## What you should do
Starting with the line that contains "Could you mark the white banner" and going on through the end of the records, write every line out again, requests included, and shift the answers by adding 124 to each of their coordinates. Leave the pictures out of your answer.

--- START Data excerpts ---

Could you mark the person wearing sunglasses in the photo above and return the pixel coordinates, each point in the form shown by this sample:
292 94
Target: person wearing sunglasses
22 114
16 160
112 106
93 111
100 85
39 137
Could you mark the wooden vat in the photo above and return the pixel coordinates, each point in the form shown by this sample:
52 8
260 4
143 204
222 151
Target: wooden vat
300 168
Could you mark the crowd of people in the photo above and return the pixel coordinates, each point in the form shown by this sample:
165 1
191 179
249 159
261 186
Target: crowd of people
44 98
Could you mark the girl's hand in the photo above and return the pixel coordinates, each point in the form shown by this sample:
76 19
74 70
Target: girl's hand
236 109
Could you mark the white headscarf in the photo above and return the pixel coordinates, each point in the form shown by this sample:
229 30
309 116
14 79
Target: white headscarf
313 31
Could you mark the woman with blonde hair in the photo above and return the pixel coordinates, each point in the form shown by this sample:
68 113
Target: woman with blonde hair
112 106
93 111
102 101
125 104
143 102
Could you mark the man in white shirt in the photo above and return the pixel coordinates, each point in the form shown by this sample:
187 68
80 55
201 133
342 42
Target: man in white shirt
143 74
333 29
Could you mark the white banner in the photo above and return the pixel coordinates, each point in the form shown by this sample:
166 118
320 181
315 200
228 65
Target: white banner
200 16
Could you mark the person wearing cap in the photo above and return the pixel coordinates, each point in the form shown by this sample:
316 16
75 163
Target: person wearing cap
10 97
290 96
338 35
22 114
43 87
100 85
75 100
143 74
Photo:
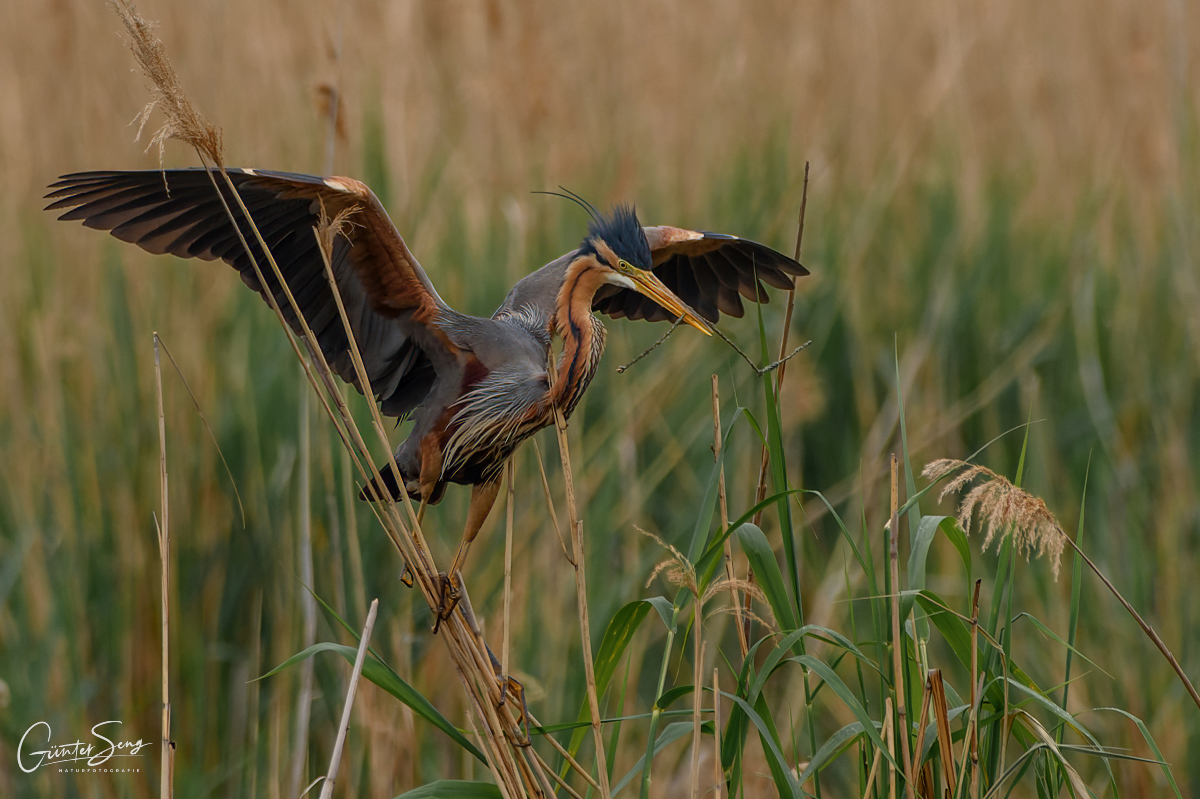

--- END Data excerpts ---

## Correct answer
Could you mark the white banner in the photo above and return the pixel coordinates, each point in the form shown by this sample:
166 118
320 181
315 200
228 65
Target: white banner
324 140
Could you mark the person wearing cap in the photo above and return the pixel coordinates, each point in the form shown by this sample:
316 16
75 163
Target: person wearing cap
134 221
414 220
462 159
146 238
167 211
224 209
199 224
267 198
Photo:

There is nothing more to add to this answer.